Work request: Tell how many lines in the data contain the string "balcony", using a single number as the whole reply.

Dataset entries
────────────────────────────────────────

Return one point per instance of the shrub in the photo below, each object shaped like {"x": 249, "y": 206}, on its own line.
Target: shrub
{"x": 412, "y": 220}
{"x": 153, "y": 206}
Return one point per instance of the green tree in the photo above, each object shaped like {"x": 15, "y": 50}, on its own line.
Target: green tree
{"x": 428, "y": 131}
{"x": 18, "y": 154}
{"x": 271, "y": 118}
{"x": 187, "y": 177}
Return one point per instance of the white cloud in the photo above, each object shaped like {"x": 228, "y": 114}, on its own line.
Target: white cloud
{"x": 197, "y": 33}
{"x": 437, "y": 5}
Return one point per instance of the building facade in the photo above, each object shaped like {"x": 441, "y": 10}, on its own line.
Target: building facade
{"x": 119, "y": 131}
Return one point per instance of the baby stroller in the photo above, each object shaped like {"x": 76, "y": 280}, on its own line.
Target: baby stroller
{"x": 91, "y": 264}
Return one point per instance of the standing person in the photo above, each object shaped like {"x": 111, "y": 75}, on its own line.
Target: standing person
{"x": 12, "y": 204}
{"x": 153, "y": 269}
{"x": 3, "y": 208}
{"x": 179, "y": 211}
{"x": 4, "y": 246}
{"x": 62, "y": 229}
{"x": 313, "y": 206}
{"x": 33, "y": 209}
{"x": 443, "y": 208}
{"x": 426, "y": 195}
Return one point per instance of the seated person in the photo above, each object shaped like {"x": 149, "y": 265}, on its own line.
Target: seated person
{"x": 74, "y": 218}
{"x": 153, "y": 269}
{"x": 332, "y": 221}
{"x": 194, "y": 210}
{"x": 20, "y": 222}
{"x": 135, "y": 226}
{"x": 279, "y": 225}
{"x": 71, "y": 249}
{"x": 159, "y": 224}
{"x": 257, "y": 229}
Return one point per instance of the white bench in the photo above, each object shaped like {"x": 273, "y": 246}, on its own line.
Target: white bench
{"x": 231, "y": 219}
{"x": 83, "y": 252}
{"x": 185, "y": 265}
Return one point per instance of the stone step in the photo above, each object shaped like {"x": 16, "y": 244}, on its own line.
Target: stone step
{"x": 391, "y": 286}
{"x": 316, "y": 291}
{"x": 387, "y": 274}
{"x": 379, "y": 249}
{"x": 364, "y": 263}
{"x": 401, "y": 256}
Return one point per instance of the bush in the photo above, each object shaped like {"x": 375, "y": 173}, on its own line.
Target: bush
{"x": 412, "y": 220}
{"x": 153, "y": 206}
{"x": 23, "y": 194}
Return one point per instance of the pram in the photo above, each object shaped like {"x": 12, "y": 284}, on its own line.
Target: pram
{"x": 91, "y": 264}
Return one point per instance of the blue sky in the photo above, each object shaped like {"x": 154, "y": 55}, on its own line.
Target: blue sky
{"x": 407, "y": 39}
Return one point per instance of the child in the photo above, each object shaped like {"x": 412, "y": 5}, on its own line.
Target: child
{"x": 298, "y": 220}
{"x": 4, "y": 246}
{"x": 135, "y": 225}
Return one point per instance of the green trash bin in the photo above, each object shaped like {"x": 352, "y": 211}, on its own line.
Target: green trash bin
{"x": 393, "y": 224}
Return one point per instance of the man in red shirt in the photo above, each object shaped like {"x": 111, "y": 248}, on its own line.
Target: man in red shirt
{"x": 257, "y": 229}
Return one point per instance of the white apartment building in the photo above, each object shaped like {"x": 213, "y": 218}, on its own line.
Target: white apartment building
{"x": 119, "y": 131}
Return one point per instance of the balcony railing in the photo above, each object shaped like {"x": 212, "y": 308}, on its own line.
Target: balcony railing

────────────────────────────────────────

Problem solution: 2